++++ Dataset content
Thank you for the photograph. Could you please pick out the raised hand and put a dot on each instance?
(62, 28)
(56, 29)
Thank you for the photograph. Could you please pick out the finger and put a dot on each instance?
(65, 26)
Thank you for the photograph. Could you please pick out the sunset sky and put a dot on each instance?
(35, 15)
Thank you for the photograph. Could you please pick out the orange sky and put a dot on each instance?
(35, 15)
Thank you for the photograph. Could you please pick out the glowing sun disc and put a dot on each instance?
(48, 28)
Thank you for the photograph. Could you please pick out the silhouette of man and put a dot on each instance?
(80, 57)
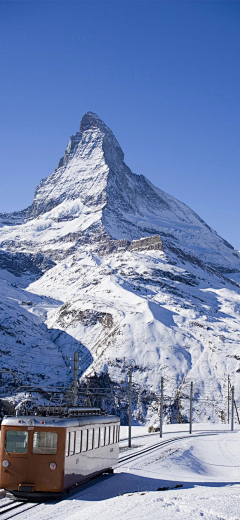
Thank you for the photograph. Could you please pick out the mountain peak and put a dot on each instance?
(90, 121)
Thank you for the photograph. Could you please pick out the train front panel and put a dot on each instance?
(32, 458)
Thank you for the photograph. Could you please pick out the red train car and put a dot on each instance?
(45, 457)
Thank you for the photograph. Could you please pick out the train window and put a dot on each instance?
(78, 442)
(90, 439)
(45, 443)
(107, 436)
(67, 444)
(96, 437)
(102, 436)
(16, 441)
(72, 443)
(84, 440)
(111, 434)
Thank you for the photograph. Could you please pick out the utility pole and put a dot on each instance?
(161, 407)
(75, 381)
(191, 394)
(130, 410)
(232, 425)
(228, 398)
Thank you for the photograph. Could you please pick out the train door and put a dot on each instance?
(15, 458)
(46, 459)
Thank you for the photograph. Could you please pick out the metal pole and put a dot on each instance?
(161, 407)
(75, 373)
(228, 398)
(191, 394)
(232, 425)
(130, 411)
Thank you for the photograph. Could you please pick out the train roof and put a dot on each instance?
(58, 422)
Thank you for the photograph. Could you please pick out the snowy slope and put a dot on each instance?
(131, 276)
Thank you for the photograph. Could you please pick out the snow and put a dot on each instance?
(171, 312)
(201, 477)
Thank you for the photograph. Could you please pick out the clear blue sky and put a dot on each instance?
(164, 76)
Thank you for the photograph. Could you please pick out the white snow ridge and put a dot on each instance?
(105, 263)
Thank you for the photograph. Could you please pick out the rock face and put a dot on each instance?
(106, 263)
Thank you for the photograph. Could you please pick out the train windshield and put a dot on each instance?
(16, 441)
(45, 443)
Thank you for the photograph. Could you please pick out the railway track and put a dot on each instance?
(141, 453)
(12, 509)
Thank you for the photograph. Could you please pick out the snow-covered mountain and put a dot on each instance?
(106, 263)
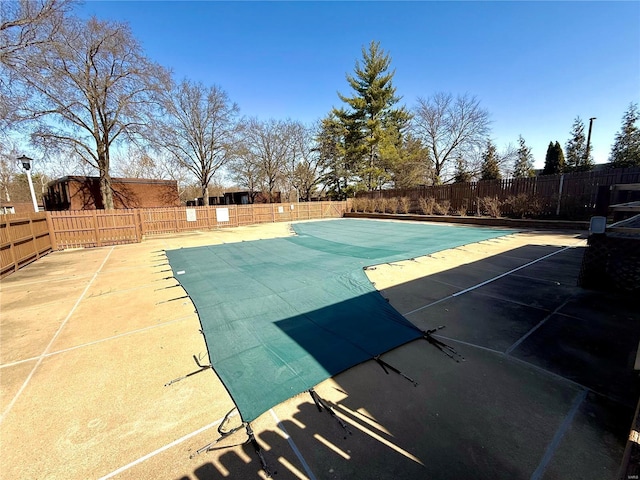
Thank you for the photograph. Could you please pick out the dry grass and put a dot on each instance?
(426, 205)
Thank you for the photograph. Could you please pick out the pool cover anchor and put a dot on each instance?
(320, 403)
(386, 366)
(201, 369)
(448, 350)
(251, 438)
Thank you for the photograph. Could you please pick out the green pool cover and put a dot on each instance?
(280, 316)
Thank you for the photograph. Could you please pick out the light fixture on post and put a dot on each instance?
(26, 164)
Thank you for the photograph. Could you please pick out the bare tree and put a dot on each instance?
(8, 169)
(246, 173)
(269, 146)
(450, 128)
(92, 88)
(24, 24)
(29, 23)
(199, 129)
(303, 171)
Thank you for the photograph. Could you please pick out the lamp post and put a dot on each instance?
(26, 164)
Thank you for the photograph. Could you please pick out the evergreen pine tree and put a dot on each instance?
(372, 123)
(559, 156)
(625, 151)
(462, 174)
(550, 165)
(490, 166)
(576, 149)
(523, 166)
(554, 160)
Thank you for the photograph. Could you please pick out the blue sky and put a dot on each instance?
(535, 66)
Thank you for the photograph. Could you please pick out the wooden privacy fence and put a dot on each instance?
(570, 195)
(24, 238)
(95, 228)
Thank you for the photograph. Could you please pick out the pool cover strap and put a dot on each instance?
(279, 316)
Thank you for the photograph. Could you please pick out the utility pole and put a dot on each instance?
(586, 157)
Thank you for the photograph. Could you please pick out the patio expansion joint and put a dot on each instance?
(53, 339)
(486, 282)
(96, 342)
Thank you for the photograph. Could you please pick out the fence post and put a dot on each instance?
(12, 249)
(136, 224)
(33, 236)
(94, 215)
(560, 194)
(52, 232)
(140, 219)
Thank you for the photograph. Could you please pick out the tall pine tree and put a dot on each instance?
(554, 160)
(372, 123)
(490, 166)
(576, 149)
(625, 151)
(523, 166)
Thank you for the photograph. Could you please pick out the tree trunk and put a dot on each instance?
(205, 195)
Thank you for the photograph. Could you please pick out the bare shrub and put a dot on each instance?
(369, 205)
(426, 205)
(358, 204)
(461, 210)
(490, 206)
(380, 205)
(442, 208)
(523, 205)
(404, 204)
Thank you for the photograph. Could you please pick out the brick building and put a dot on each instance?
(83, 193)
++++++++
- **Objective**
Rewrite the entries starting with the line that contains "joint and put a dot on each instance?" and going on through the end of the entries, changing "pine tree" to "fir tree" and leaving everything else the same.

- **The answer**
Thank you for the photograph. Could you please pick out the patio expansion joint and put a dot on each instance?
(53, 339)
(486, 282)
(96, 342)
Thank you for the photograph. Could you please pick out the fence post and put a dot on each instance?
(12, 249)
(136, 224)
(33, 236)
(94, 215)
(560, 194)
(52, 232)
(140, 219)
Thank you for the photograph. Could you please pick out the tall fir tree and put a dot on each instance?
(554, 160)
(372, 123)
(490, 166)
(576, 149)
(625, 151)
(523, 166)
Thank you for the photograph. Could you please pick out the tree trunk and put a dot on each instance?
(205, 195)
Thank you for the photograph. Could you please pick out the bare shrub and put a dot on each instance?
(369, 205)
(426, 205)
(358, 204)
(461, 210)
(490, 206)
(380, 205)
(442, 208)
(523, 205)
(404, 204)
Thank you for the photograph. Could you please pick out the brick building and put a dot on each instance?
(83, 193)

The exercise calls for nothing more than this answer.